DOCUMENT EXTRACT:
Comparison of Call Graph Generation by Profiling Tools
Analyzing and optimizing the performance of parallel programs is critical to obtaining high efficiency on high performance computing (HPC) architectures. The complexity in hardware architectures and system software makes measuring and recording performance data challenging. Even so, a plethora of profiling tools exists for gathering and analyzing performance data. These profiling tools generate call graphs, which provide critical information about the program structure to analyze the performance of a program.
In , we compare several popular tools that are used in the HPC community – Caliper, HPCToolkit, Score-P, and TAU in terms of their runtime overheads, memory usage, and the size, correctness and quality of the generated call graph data. We conduct experiments on a parallel cluster by profiling three different proxy applications, AMG, LULESH, and Quicksilver, using both instrumentation and sampling under different sampling intervals and different numbers of processes. In order to analyze callpaths, we used and improved Hatchet, which is a performance analysis tool we develop in our group.

PROBLEM DESCRIPTION:
Can you transcribe the call-graph comparison above from "In , we compare" to "in our group." word for word?

MATERIAL PROVIDED:
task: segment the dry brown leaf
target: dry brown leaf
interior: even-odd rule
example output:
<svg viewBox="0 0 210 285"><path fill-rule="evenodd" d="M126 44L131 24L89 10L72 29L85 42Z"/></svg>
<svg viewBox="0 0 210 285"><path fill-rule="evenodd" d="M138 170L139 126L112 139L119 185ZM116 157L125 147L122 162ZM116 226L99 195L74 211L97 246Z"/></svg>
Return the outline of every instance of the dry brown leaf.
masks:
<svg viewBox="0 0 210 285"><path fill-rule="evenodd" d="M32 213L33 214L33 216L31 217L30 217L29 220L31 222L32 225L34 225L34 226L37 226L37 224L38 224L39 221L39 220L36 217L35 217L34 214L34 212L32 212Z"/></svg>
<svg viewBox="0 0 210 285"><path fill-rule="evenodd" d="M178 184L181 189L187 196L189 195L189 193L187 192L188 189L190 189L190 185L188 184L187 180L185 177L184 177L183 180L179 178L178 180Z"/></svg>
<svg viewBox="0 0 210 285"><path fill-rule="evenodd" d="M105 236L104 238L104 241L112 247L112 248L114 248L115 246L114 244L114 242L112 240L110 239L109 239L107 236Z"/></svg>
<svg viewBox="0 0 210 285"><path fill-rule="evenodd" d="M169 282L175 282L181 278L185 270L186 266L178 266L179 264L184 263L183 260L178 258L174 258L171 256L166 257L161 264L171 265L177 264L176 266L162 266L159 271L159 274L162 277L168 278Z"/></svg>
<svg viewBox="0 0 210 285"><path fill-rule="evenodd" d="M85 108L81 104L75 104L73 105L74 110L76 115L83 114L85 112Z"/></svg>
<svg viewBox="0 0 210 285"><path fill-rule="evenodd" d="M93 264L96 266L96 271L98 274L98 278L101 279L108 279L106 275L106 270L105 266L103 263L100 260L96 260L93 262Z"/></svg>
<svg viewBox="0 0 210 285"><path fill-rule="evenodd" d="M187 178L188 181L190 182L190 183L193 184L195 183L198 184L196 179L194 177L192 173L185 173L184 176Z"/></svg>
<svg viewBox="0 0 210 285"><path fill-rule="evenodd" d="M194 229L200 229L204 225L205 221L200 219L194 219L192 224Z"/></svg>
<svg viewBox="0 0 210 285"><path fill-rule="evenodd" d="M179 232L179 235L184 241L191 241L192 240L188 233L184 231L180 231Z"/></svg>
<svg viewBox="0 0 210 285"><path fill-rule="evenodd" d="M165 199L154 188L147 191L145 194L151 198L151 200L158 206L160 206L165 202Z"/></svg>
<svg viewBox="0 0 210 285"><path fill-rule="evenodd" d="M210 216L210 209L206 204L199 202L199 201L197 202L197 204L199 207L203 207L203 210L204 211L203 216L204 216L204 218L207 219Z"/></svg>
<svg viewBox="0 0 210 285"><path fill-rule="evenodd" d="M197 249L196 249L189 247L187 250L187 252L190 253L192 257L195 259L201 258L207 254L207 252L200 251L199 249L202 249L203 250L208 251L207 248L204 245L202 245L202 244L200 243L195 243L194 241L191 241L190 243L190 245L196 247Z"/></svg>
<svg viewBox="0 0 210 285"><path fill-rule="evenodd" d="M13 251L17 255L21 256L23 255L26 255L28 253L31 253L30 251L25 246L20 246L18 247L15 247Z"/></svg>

CORRECT RESPONSE:
In , we compare several popular tools that are used in the HPC community – Caliper, HPCToolkit, Score-P, and TAU in terms of their runtime overheads, memory usage, and the size, correctness and quality of the generated call graph data. We conduct experiments on a parallel cluster by profiling three different proxy applications, AMG, LULESH, and Quicksilver, using both instrumentation and sampling under different sampling intervals and different numbers of processes. In order to analyze callpaths, we used and improved Hatchet, which is a performance analysis tool we develop in our group.